■ TASK STATEMENT
In the data below, find every line with the word "instance" and copy it.

= Beginning of Section =

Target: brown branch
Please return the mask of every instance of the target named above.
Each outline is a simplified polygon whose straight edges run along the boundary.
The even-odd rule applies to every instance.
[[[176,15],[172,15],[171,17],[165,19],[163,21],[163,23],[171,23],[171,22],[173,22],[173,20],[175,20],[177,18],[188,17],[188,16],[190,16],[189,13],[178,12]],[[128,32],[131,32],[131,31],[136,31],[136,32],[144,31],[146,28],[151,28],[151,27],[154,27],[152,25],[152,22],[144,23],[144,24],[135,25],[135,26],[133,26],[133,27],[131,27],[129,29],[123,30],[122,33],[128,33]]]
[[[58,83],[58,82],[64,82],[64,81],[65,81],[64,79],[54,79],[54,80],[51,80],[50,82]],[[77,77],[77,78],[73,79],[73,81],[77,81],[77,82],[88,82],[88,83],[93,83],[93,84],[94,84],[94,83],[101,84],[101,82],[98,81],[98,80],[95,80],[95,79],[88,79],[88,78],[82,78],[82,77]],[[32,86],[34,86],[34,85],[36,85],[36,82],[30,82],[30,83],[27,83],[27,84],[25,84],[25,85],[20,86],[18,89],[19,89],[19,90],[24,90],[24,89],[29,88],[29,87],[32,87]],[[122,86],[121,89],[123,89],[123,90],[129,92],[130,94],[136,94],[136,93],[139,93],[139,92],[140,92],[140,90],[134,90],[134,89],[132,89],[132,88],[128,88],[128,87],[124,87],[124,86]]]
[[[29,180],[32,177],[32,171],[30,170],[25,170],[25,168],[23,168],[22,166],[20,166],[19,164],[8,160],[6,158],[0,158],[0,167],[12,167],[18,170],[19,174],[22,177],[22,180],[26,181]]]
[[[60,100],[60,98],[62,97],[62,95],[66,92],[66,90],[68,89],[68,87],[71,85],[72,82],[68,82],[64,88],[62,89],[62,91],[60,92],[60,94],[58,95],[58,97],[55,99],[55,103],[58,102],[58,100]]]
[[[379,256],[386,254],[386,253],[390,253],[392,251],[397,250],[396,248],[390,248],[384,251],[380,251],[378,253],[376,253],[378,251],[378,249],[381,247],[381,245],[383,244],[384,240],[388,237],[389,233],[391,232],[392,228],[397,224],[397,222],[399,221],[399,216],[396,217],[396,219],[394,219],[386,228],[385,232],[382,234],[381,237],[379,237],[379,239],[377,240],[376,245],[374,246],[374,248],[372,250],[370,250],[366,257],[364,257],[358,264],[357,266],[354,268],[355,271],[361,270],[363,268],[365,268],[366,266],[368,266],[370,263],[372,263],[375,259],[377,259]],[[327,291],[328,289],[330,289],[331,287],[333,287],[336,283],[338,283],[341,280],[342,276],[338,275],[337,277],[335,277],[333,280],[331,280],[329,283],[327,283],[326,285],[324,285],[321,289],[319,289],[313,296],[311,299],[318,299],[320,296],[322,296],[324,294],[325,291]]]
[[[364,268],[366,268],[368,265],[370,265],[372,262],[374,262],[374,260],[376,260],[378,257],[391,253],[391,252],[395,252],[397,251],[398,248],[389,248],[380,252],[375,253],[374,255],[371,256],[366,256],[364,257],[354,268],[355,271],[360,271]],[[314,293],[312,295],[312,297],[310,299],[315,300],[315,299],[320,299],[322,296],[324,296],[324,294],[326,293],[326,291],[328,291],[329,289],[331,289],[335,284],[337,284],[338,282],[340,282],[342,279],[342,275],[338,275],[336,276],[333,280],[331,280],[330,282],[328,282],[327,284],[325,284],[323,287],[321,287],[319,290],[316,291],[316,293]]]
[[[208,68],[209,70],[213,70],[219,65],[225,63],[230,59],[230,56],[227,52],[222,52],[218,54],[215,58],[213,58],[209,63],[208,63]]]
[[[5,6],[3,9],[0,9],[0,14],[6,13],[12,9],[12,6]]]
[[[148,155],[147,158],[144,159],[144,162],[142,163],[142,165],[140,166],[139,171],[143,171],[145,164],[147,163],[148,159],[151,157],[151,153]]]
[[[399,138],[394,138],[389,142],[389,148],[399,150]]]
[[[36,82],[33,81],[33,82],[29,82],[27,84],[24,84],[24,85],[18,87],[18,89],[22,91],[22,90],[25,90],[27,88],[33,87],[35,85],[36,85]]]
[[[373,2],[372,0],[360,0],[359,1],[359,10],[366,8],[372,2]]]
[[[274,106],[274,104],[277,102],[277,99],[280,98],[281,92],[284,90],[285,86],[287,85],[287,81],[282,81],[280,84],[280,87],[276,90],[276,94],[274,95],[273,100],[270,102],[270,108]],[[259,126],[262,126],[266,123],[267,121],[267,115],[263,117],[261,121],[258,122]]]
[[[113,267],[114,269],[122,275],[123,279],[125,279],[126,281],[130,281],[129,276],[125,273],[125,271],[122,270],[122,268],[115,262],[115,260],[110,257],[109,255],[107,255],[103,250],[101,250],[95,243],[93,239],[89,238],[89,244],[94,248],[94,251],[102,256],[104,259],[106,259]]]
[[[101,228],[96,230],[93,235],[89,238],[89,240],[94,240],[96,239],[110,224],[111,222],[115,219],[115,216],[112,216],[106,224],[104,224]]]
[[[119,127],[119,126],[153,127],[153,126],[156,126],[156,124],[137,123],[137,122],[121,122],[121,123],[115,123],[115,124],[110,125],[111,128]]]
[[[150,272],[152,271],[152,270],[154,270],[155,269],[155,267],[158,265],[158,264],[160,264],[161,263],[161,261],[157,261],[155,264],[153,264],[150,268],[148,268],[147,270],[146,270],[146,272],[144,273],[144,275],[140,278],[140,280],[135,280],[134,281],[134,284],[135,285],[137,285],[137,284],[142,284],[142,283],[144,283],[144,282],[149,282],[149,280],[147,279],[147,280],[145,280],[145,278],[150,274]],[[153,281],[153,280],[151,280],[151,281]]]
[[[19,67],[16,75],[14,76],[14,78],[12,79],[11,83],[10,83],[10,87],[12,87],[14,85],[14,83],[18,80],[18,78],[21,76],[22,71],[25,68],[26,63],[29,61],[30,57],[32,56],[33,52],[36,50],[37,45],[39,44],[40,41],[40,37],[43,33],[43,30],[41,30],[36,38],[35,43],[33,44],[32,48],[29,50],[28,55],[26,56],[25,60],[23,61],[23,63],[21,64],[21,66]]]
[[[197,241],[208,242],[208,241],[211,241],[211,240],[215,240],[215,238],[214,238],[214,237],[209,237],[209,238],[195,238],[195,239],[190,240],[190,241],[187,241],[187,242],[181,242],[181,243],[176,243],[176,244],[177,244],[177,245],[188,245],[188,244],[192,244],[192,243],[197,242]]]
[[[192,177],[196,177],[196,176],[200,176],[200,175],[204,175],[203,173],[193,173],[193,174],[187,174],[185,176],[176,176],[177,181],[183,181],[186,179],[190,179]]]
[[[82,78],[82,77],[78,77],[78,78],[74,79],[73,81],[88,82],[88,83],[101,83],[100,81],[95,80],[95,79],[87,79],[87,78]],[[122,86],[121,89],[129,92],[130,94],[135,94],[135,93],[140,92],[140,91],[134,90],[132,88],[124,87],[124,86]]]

= End of Section =

■ OUTPUT OF THE EXERCISE
Please return the mask of every instance of the target named above.
The even-odd rule applies to every instance.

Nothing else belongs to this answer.